(Point-per-instance localization data)
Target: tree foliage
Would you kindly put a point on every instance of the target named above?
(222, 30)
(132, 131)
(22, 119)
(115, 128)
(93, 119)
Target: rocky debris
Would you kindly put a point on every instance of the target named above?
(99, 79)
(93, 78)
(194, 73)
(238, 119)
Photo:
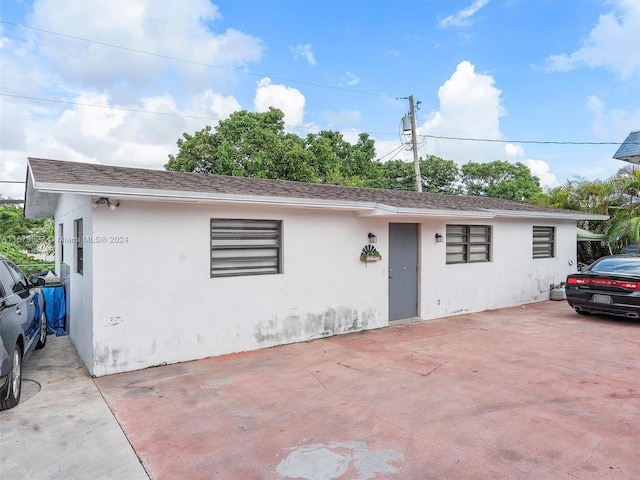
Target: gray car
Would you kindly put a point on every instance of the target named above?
(23, 328)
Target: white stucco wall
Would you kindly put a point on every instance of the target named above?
(80, 294)
(513, 277)
(150, 298)
(154, 300)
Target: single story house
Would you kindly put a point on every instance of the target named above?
(164, 267)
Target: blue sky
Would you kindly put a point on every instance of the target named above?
(509, 70)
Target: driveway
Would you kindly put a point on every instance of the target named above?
(519, 393)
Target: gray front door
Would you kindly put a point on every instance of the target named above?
(403, 270)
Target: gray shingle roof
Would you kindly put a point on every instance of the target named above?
(629, 151)
(72, 174)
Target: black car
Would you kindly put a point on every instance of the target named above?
(23, 328)
(610, 285)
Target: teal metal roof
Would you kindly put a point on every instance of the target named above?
(629, 151)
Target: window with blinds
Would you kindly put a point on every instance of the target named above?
(543, 242)
(245, 247)
(468, 243)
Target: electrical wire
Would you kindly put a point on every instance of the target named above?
(308, 129)
(193, 62)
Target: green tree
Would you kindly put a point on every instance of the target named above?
(256, 145)
(21, 239)
(246, 144)
(500, 179)
(439, 176)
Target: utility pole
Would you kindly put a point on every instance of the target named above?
(414, 144)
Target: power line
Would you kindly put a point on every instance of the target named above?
(135, 110)
(543, 142)
(193, 62)
(436, 137)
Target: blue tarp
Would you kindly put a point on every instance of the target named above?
(55, 308)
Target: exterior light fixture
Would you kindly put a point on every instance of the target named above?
(107, 202)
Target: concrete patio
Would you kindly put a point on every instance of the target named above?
(519, 393)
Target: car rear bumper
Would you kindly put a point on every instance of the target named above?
(584, 305)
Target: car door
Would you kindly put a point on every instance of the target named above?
(25, 308)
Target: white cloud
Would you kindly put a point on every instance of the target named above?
(349, 80)
(287, 99)
(305, 52)
(611, 123)
(343, 117)
(612, 44)
(464, 16)
(540, 169)
(470, 107)
(138, 25)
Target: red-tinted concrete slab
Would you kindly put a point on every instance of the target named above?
(535, 392)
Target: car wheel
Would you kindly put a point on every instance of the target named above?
(42, 340)
(10, 394)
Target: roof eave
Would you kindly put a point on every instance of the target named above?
(550, 215)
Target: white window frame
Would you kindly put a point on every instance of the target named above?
(241, 247)
(543, 241)
(468, 244)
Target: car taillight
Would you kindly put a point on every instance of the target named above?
(604, 282)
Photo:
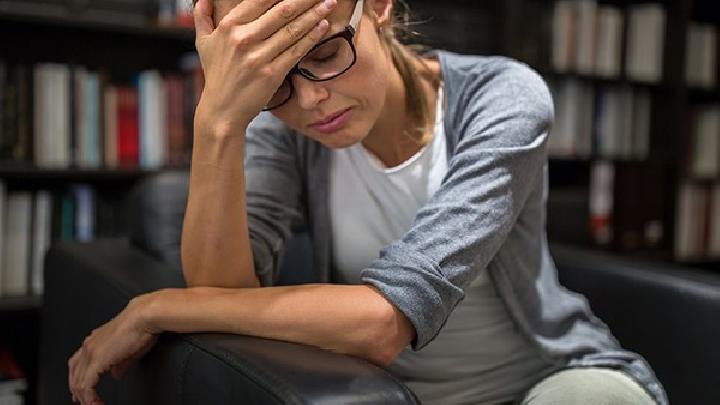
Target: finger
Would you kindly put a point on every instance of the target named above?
(284, 16)
(250, 10)
(202, 14)
(308, 28)
(292, 55)
(89, 381)
(119, 370)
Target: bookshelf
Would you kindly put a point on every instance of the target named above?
(95, 46)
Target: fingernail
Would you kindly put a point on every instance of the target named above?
(322, 26)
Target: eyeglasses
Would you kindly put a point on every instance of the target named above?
(327, 60)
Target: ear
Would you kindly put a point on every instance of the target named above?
(381, 11)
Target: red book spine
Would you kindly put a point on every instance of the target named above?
(128, 130)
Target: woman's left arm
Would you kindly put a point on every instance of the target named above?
(355, 320)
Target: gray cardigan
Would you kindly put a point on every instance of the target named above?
(488, 215)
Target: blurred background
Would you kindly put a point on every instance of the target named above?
(95, 95)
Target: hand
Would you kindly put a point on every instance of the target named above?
(112, 347)
(247, 56)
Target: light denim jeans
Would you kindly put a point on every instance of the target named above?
(587, 386)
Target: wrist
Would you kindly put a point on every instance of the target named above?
(147, 308)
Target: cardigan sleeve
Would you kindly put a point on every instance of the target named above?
(273, 187)
(503, 114)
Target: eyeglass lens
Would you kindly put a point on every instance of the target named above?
(326, 61)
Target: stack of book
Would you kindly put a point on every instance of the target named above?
(588, 39)
(610, 121)
(61, 116)
(31, 220)
(698, 201)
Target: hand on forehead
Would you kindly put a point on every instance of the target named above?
(336, 17)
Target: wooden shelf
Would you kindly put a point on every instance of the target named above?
(20, 303)
(619, 81)
(10, 171)
(61, 17)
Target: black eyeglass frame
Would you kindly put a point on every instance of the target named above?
(347, 34)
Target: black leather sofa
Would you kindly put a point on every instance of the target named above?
(668, 314)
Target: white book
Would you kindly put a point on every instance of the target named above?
(92, 158)
(714, 243)
(625, 132)
(646, 41)
(40, 101)
(110, 130)
(3, 213)
(52, 117)
(63, 111)
(152, 120)
(705, 159)
(561, 142)
(16, 261)
(563, 46)
(611, 122)
(42, 225)
(701, 62)
(79, 130)
(689, 220)
(586, 28)
(608, 56)
(585, 123)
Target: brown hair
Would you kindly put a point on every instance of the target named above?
(404, 58)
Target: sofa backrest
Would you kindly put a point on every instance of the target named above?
(668, 314)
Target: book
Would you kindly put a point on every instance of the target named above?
(563, 36)
(714, 223)
(152, 125)
(571, 135)
(701, 61)
(608, 47)
(690, 218)
(3, 215)
(128, 132)
(646, 42)
(16, 258)
(41, 234)
(705, 156)
(586, 41)
(84, 197)
(52, 116)
(602, 177)
(110, 127)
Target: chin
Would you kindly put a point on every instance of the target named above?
(340, 140)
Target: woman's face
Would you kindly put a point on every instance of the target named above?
(359, 94)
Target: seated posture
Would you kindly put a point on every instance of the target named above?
(422, 180)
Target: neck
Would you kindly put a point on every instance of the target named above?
(394, 140)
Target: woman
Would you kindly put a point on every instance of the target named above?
(436, 163)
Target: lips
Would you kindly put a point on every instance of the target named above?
(329, 118)
(333, 122)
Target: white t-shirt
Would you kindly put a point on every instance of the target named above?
(479, 352)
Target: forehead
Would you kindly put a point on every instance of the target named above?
(337, 19)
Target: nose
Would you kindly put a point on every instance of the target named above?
(309, 94)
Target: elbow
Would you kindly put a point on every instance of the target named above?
(391, 335)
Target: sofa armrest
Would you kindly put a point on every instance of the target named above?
(87, 284)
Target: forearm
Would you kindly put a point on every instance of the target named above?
(354, 320)
(215, 244)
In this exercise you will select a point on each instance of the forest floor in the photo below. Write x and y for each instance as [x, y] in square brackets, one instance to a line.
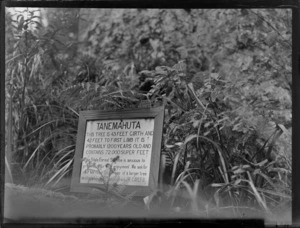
[24, 204]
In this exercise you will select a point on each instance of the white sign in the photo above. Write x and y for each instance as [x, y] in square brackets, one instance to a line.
[118, 151]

**ABOUT THIS TASK**. Each line of the entries that contains the word "black" should be listed.

**RESPONSE BOX**.
Target: black car
Target: black eyeglass frame
Target: black leather sofa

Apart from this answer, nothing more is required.